Could you reproduce, character for character, the lines from the one containing "the white flower?" through the one containing "POLYGON ((57 22, 56", both included?

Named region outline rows

%%

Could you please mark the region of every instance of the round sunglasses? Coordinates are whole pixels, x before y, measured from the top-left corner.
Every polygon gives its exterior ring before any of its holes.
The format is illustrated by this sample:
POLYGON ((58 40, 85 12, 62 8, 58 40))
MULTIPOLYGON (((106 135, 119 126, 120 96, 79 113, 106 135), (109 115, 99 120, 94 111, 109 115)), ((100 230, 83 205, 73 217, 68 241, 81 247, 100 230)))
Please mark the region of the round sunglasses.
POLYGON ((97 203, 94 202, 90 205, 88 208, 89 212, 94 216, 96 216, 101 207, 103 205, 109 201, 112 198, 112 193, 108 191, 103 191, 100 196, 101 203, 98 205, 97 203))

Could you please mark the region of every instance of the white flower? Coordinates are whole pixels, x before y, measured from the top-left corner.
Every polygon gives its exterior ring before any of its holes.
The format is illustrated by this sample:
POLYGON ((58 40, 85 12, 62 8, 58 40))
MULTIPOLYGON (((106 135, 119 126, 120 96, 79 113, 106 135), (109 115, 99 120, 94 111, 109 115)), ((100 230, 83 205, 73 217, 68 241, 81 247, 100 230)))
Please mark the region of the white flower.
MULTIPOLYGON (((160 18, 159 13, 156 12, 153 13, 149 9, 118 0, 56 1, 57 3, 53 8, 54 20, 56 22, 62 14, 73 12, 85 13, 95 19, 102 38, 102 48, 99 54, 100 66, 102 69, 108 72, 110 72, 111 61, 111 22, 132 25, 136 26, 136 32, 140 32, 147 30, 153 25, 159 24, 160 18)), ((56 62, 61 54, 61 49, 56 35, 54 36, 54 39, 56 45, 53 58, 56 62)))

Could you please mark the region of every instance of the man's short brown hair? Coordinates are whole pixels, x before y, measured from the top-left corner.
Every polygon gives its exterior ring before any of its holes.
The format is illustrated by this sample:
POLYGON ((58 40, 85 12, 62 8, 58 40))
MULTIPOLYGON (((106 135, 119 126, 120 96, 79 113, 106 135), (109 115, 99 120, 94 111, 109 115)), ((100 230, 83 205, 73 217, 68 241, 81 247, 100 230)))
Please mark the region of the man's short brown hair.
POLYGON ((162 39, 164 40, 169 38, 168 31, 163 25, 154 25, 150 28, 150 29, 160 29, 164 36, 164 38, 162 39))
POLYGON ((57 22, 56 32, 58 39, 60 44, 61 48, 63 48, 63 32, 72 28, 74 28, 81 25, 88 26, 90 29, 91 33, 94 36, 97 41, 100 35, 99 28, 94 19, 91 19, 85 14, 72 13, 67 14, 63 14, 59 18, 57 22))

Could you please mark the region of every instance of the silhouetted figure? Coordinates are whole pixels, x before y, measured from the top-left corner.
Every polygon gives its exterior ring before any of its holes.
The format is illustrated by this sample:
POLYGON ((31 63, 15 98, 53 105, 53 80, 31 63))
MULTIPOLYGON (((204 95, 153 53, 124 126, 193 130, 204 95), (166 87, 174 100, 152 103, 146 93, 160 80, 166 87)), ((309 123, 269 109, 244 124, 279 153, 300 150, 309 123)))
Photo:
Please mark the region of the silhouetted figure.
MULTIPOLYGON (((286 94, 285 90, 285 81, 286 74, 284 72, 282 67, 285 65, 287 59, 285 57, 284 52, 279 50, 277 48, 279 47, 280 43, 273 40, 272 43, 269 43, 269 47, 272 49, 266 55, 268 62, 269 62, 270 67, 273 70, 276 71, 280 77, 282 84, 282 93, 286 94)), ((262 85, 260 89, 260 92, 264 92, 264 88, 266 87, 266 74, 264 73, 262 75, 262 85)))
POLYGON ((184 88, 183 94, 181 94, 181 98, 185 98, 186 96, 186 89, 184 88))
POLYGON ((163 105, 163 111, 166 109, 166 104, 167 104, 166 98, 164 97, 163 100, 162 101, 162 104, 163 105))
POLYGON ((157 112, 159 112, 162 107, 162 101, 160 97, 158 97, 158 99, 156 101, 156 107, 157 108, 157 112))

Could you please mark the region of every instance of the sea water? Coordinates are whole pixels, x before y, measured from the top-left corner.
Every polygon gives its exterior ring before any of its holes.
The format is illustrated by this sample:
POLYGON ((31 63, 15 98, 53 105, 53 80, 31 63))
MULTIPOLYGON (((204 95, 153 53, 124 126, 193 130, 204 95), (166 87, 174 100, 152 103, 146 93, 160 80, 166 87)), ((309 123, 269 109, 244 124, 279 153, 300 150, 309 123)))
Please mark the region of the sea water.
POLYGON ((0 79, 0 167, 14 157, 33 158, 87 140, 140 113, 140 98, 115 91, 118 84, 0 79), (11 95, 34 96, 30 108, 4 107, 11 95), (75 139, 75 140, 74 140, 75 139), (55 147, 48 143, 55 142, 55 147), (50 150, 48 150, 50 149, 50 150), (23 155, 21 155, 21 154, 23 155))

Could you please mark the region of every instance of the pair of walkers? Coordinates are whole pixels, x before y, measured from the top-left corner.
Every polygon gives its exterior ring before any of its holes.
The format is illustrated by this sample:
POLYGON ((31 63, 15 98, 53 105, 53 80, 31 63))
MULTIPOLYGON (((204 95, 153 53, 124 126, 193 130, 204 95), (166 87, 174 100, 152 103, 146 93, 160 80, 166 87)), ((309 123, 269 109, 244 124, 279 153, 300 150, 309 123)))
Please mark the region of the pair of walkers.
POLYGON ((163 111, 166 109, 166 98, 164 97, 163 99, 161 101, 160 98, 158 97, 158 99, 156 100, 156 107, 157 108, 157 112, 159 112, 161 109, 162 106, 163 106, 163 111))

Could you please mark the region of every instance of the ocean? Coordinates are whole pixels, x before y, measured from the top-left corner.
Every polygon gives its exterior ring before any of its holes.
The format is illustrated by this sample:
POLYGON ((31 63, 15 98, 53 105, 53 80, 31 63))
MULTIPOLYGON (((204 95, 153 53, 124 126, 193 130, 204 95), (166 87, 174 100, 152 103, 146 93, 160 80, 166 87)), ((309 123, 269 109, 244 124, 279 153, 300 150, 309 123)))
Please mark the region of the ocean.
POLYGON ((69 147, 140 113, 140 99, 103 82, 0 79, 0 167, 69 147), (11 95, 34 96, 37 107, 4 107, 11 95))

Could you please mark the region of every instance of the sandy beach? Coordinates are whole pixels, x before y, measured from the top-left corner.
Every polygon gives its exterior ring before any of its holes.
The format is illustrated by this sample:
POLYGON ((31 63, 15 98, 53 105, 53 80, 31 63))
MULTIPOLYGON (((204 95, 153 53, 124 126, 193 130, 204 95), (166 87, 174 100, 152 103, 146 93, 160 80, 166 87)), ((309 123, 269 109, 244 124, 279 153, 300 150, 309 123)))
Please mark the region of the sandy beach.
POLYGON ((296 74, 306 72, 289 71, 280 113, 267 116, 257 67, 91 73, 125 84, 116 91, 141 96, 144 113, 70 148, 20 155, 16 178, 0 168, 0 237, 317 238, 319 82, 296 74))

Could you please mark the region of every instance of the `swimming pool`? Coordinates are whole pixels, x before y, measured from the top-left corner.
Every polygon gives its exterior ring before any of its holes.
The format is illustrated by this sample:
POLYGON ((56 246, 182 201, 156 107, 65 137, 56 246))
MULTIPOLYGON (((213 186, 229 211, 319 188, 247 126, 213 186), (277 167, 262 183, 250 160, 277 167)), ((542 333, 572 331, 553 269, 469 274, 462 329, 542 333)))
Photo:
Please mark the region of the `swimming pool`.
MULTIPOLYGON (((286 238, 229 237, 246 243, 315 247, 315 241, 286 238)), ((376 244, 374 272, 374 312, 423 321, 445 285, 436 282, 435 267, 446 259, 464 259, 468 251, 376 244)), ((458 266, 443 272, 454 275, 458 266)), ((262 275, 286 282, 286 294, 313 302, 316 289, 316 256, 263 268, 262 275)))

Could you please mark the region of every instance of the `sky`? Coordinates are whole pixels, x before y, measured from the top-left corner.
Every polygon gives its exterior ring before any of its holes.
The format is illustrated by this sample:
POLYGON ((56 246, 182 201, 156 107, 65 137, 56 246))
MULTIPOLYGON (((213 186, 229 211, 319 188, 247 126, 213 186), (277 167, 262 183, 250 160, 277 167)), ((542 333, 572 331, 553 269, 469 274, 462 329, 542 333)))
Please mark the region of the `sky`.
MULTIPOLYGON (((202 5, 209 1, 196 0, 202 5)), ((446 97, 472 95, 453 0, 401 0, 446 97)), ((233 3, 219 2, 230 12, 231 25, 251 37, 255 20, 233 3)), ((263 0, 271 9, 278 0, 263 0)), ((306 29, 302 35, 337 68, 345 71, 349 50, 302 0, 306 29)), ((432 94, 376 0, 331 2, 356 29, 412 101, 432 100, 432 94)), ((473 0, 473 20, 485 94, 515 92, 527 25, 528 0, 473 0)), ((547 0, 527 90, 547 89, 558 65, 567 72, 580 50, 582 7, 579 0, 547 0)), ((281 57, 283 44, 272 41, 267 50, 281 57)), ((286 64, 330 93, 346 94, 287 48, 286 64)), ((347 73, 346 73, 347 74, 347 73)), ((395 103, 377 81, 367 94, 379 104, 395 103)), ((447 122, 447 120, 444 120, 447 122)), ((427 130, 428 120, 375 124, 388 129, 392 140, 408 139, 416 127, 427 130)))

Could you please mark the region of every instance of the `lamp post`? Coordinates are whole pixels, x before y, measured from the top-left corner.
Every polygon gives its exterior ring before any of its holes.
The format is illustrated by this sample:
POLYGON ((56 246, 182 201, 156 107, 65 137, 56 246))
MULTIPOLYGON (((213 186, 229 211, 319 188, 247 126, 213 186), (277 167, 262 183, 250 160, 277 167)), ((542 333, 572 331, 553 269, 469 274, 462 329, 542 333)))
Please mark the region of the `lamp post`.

%%

» WORKED SOLUTION
Could you please mark the region of every instance of the white flower? Coordinates are whole pixels, x before y, measured from the top-left corner.
Every polygon gives its exterior ring before any of its holes.
The format is illustrated by this sample:
POLYGON ((58 40, 85 12, 62 8, 58 40))
MULTIPOLYGON (((106 135, 119 126, 120 96, 79 113, 106 135), (109 115, 99 120, 94 111, 109 115)), ((100 230, 83 205, 73 217, 68 241, 81 247, 100 230)))
Please mark the region of the white flower.
MULTIPOLYGON (((160 18, 159 13, 156 12, 153 13, 149 9, 118 0, 56 1, 57 3, 53 8, 54 20, 56 22, 62 14, 73 12, 85 13, 95 19, 102 38, 102 48, 99 54, 100 66, 102 69, 108 72, 110 72, 111 61, 111 22, 132 25, 136 26, 136 32, 140 32, 147 30, 153 25, 159 24, 160 18)), ((56 62, 61 54, 61 49, 56 35, 54 36, 54 39, 56 45, 53 58, 56 62)))

Could you please mark the region of every instance of the man's short brown hair? Coordinates are whole pixels, x before y, measured from the top-left corner.
Every polygon gives its exterior ring before any of its holes.
The format is illustrated by this sample:
POLYGON ((58 40, 85 12, 62 8, 58 40))
MULTIPOLYGON (((106 135, 119 126, 120 96, 79 113, 106 135), (109 115, 99 120, 94 111, 109 115)), ((100 230, 83 205, 73 217, 68 241, 81 247, 100 230)))
Please mark the region of the man's short brown hair.
POLYGON ((162 39, 164 40, 169 38, 168 31, 163 25, 154 25, 150 28, 150 29, 160 29, 164 36, 164 38, 162 39))
POLYGON ((57 22, 56 32, 58 39, 60 44, 61 48, 63 48, 63 32, 72 28, 74 28, 81 25, 88 26, 90 29, 91 33, 94 36, 97 41, 100 35, 99 28, 94 19, 91 19, 85 14, 72 13, 67 14, 63 14, 59 18, 57 22))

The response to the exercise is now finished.